■ Exercise instructions:
[1] According to the footballer profile, which player replaced Rolando in the 58th minute of his professional debut?
[2] For each statement, answer yes or no to whether the footballer profile supports it, and quote the words that decide it. (a) Rolando was born in Genoa. (b) He won a Scudetto with Sampdoria's under-19 team. (c) His first professional goal came against Renate.
[3] Based on the footballer profile, explain why Sampdoria is called Rolando's hometown club.

■ Document passage:
......
Gabriele Rolando

Personal information
- Date of birth: 2 April 1995 (age 31)
- Place of birth: Genoa, Italy
- Height: 1.82 m (6 ft 0 in)
- Positions: Right winger; right-back;

Youth career
- 2012–2014: Sampdoria

Senior career*
- Years: Team / Apps / (Gls)
- 2015–2019: Sampdoria / 0 / (0)
- 2014–2015: → Como (loan) / 20 / (2)
- 2015–2016: → Matera (loan) / 21 / (3)
- 2016–2017: → Latina (loan) / 23 / (1)
- 2017–2018: → Palermo (loan) / 14 / (1)
- 2019: → Carpi (loan) / 15 / (2)
- 2019–2021: Reggina / 34 / (1)
- 2021: → Bari (loan) / 17 / (0)
- 2021–2023: Catanzaro / 26 / (1)

= Gabriele Rolando =

Italian footballer

Gabriele Rolando (born 2 April 1995) is an Italian professional footballer. He primarily plays as a right-winger, but can also be deployed as a right-back.

==Career==
===Sampdoria===
Born in Genoa, Liguria, Rolando joined hometown club Sampdoria in 2012. He graduated from the youth academy and was promoted to the first team. During his time spent in the academy, he won a single Scudetto with the under-17 team in the Allievi Nazionali league, in the 2011–12 season.

====Loan to Como====
On 11 June 2014, Rolando was sent out on loan to newly-promoted Serie C side Como on a season-long loan. On 10 August, he made his professional debut as a starter in the first round of the Coppa Italia, he was replaced by Giacomo Casoli in the 58th minute of a 5–0 home win over Matelica. Rolando's first senior start for the club, came on 31 August 2014, when he was named in their starting lineup for the game against Südtirol at the Stadio Giuseppe Sinigaglia (resulting in a 0–0 home draw). He was named on the substitutes' bench for the away fixture against AlbinoLeffe, after 62 minutes, Rolando was called upon to replace fellow defender Marco Russu in a 0–2 victory for the visiting side. On 10 October, Rolando scored his first professional goal in the 41st minute of a 4–3 home win over Pro Patria. On 26 October, he scored his second goal in the 42nd minute of a 2–0 home win over Renate. Rolando ended his loan to Como with 23 appearances, 2 goals and 2 assists.
......
■ Data provided:
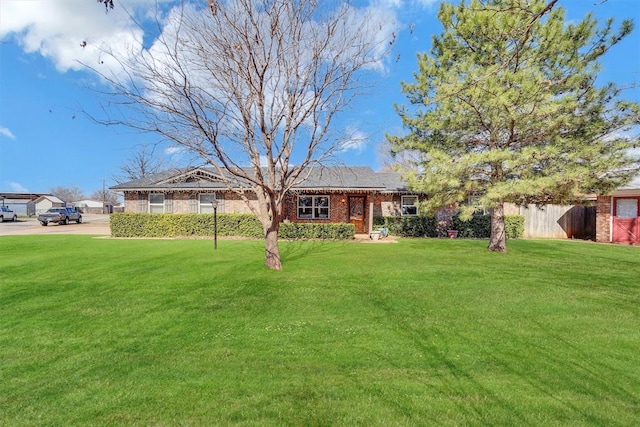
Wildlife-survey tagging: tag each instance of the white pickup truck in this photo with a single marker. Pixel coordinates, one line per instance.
(60, 216)
(7, 214)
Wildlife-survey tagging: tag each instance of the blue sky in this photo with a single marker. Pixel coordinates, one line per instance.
(47, 141)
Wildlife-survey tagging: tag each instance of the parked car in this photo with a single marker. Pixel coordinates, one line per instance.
(60, 216)
(7, 214)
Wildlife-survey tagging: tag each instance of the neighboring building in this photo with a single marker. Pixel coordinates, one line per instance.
(92, 207)
(47, 201)
(331, 194)
(618, 215)
(23, 204)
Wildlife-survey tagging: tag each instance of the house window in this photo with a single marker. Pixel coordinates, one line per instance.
(474, 201)
(409, 205)
(313, 207)
(627, 208)
(205, 200)
(156, 203)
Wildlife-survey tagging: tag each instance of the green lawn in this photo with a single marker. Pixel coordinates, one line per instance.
(100, 331)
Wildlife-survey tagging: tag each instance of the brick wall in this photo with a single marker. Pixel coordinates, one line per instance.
(603, 219)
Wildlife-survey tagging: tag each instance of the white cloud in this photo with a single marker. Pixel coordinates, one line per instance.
(398, 4)
(17, 188)
(71, 32)
(174, 149)
(356, 140)
(6, 132)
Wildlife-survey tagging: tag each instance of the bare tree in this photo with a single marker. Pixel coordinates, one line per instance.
(67, 194)
(253, 87)
(143, 163)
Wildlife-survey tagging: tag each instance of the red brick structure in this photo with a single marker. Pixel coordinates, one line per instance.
(618, 215)
(344, 194)
(603, 219)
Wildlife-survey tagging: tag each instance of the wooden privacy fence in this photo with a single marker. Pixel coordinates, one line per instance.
(559, 222)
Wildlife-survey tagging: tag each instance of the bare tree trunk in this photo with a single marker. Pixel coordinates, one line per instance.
(498, 239)
(272, 251)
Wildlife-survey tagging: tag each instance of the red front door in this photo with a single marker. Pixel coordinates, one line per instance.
(356, 212)
(626, 224)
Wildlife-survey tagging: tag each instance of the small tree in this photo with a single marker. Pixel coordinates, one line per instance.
(509, 110)
(253, 88)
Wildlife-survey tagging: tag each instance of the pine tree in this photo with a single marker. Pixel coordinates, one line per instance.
(506, 108)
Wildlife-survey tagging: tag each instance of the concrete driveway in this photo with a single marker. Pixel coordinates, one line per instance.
(91, 224)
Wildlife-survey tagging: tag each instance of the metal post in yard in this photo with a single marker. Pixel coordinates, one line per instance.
(214, 203)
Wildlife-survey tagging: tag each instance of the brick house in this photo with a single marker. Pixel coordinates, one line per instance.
(333, 194)
(618, 215)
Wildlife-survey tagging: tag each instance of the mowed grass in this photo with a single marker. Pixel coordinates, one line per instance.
(423, 332)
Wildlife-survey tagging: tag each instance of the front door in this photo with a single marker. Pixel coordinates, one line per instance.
(626, 225)
(356, 212)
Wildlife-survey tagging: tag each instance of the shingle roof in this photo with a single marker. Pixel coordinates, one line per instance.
(321, 178)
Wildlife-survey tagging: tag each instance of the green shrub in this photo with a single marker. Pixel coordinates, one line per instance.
(479, 226)
(230, 225)
(408, 226)
(327, 231)
(514, 226)
(184, 225)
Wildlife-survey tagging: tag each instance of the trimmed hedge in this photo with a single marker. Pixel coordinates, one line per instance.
(479, 226)
(229, 225)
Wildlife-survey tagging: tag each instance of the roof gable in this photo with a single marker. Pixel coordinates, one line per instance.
(345, 178)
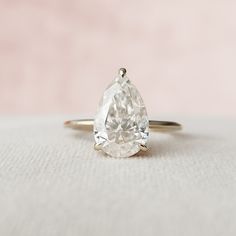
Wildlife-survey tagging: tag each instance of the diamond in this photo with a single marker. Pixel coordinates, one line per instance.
(121, 124)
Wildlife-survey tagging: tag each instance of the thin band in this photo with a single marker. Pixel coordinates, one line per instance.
(159, 126)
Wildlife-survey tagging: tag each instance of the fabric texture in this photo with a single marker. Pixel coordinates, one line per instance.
(52, 182)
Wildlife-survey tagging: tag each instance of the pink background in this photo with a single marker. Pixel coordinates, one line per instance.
(58, 56)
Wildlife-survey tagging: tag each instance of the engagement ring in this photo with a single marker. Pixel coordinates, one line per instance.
(121, 126)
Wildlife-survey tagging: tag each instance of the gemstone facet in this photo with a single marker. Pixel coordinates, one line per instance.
(121, 124)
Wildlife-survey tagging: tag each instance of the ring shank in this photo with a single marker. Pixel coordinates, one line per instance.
(158, 126)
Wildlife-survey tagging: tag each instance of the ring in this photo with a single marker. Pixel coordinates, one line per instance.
(121, 126)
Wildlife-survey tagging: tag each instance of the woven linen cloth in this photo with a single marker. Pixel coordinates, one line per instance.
(52, 182)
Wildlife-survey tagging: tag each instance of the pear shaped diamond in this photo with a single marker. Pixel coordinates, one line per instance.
(121, 124)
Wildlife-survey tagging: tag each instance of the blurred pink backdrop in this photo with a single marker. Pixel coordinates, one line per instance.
(57, 56)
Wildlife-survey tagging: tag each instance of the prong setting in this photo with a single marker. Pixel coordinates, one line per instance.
(122, 72)
(97, 147)
(143, 148)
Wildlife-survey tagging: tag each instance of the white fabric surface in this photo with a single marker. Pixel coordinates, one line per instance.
(52, 182)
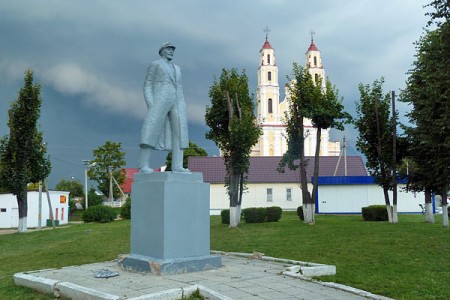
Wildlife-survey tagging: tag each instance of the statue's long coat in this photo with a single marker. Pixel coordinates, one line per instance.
(163, 93)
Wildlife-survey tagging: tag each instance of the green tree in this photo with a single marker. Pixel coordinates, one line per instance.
(75, 188)
(93, 198)
(428, 93)
(325, 109)
(233, 128)
(375, 136)
(108, 155)
(23, 153)
(193, 150)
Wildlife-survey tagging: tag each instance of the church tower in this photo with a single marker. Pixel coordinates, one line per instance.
(271, 112)
(314, 62)
(269, 115)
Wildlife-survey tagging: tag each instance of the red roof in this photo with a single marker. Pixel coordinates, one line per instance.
(267, 45)
(312, 47)
(264, 168)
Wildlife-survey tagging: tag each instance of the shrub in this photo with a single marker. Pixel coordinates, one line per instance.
(125, 211)
(225, 214)
(375, 213)
(300, 213)
(255, 214)
(99, 213)
(274, 213)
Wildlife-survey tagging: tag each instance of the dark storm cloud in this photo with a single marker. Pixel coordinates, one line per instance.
(91, 58)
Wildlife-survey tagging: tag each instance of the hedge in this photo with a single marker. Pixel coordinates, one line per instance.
(274, 213)
(255, 214)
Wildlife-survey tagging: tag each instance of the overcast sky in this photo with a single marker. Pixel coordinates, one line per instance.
(91, 58)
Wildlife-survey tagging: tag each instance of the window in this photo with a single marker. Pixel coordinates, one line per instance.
(288, 194)
(269, 195)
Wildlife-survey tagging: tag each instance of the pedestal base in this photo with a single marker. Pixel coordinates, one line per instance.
(170, 225)
(145, 264)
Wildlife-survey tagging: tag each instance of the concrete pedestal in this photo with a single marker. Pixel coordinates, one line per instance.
(170, 229)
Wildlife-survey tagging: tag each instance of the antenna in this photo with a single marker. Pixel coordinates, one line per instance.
(312, 33)
(266, 30)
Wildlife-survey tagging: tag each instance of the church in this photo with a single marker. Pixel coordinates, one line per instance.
(271, 112)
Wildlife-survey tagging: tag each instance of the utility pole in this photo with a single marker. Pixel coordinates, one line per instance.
(110, 168)
(394, 155)
(87, 165)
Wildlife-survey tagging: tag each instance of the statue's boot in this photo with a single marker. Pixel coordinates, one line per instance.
(177, 162)
(144, 161)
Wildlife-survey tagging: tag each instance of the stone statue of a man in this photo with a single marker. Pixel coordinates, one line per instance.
(165, 125)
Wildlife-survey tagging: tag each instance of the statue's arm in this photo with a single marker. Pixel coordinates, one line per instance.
(148, 85)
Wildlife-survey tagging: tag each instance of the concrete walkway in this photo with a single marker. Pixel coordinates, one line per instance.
(239, 278)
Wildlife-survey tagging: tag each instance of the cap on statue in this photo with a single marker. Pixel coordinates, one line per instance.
(166, 45)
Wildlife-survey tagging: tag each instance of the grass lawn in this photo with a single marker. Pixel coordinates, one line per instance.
(410, 260)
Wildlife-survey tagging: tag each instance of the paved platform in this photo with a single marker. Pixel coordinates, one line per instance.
(240, 278)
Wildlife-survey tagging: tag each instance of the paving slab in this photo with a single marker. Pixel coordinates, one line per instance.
(239, 278)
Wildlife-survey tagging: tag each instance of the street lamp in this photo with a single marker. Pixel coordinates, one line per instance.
(110, 168)
(87, 165)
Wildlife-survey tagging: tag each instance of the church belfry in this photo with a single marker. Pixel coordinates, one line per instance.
(269, 115)
(314, 62)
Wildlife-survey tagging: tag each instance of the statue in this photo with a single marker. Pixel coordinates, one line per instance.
(165, 125)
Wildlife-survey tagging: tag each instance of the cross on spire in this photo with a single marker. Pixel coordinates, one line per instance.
(312, 33)
(266, 30)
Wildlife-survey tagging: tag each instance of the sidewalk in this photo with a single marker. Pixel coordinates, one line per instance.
......
■ Solutions in order:
[1] Giacomo Casoli

[2]
(a) Yes: "Born in Genoa, Liguria"
(b) No: "he won a single Scudetto with the under-17 team"
(c) No: "scored his first professional goal in the 41st minute of a 4–3 home win over Pro Patria"

[3] Rolando was born in Genoa, Liguria. He joined Sampdoria there in 2012.